■ Work request A ■
List every distinct username that the Galaxy collections thread below mentions with an @ sign.
■ Work request B ■
Answer these questions from the Galaxy collections thread below, with each answer marked like its question:
(i) Which percentages are offered as possible shares of UX concerns that dragging and dropping collection elements might address?
(ii) For what purpose does the boss use the outputs from the tool?
(iii) Which tool does the writer use to generate a single file representing a whole collection?
■ Work request C ■
In the Galaxy collections thread below, condense the paragraph beginning "The current way to expose a single dataset" into a shorter version that keeps its main facts.

■ Reading passage ■
::::::::::

We keep talking about dragging and dropping datasets into the tool form - this would probably be easier to implement (right @guerler?) and something we definitely want to do anyway since the history filtering and such on the side is very powerful already.

If people could drag and drop collection elements into this form what percent of the UX concerns would be addressed by that workaround - only 5%, 50%, 85%?

jmchilton commented 7 years ago

Some want to merge them into one file

Some want to batch their analyses over the collection of files and speed up processing, and then merge

My boss uses the outputs from that tool to review genomes, as one-by-one process, running different tools on each genome based on what claims are made in the papers. In that case collections would help him keep his history tidy, but not if he can't run tools in individual items without exploding the collection.

I understand that people want to deal with things in different ways for sure. Might it make sense to have different tools or different workflows? Ones that gave users in the first two scenarios collections and ones that produce individual datasets for the third use case. I think one of the strengths (or maybe just distinctions) of Galaxy's approach to that say that of CWL to tools is that we are aiming to produce little individual useful applications almost - not aiming to model a command-line tool and every configuration of its output. So if one tools produces different configurations of outputs or even if users may want to consume their outputs in different ways - it makes sense IMO to have different Galaxy tools for the same command-line.

MoHeydarian commented 7 years ago

I think a dataset within a collection should be unhidden, or "extracted" as @guerler suggested, prior to running a tool on it. Running the tool on a hidden dataset mitigates tracibility and transparency, and breaks reproducibility if trying to build a workflow from that history.

The current way to expose a single dataset from a collection is to unhide all datasets in the history, select the dataset to expose, and unhide it. This can be cumbersome and frustrating (to have your browser grind to a halt while the history refreshes) when your history contains thousands of items hidden behind a collection. As @mvdbeek suggested, having a selectable box when one clicks into a collection and being able to "extract" individual datasets would be my preferred way of unhiding/exposing single datasets.

I'm not sure exposing single datasets from a collection is good for reproducibility. When I need to interrogate single datasets from a collection, I use the Collapse Collection tool (appending the file/sample name to each line) to generate a single file representing a whole collection. From here I can use the filter tool to wrangle data from specific samples. These steps can all be done in a workflow.

hexylena commented 7 years ago

Lots of great points, thanks for having this discussion y'all. I know there are other, higher priority items on collections work, this is just the most visible one to me right now.

@jmchilton @guerler

We keep talking about dragging and dropping datasets into the tool form - this would probably be easier to implement (right @guerler?) and something we definitely want to do anyway since the history filtering and such on the side is very powerful already.

::::::::::

■ Data provided ■
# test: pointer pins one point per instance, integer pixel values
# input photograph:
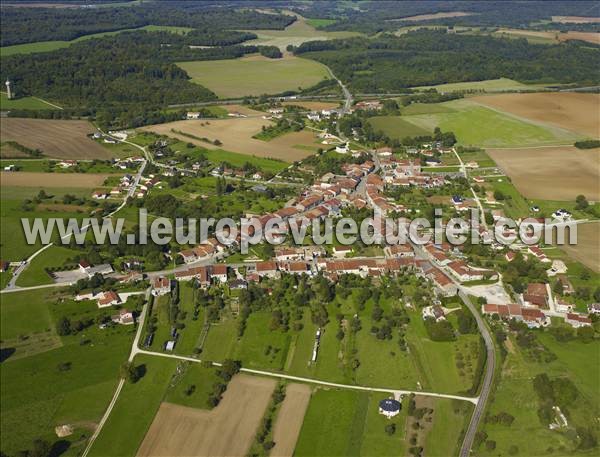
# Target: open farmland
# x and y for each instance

::::::::::

■ Your response A ■
guerler
mvdbeek
jmchilton

■ Your response B ■
(i) 5%, 50%, and 85%.
(ii) To review genomes one by one, running different tools on each genome based on the claims made in the papers.
(iii) The Collapse Collection tool.

■ Your response C ■
Currently, to expose a single dataset from a collection, you unhide all datasets in the history, select the one you want, and unhide it. When thousands of items are hidden behind a collection, this is cumbersome and frustrating, because the browser can grind to a halt while the history refreshes. The preferred alternative, as @mvdbeek suggested, is a selectable box that appears when one clicks into a collection, allowing individual datasets to be "extracted."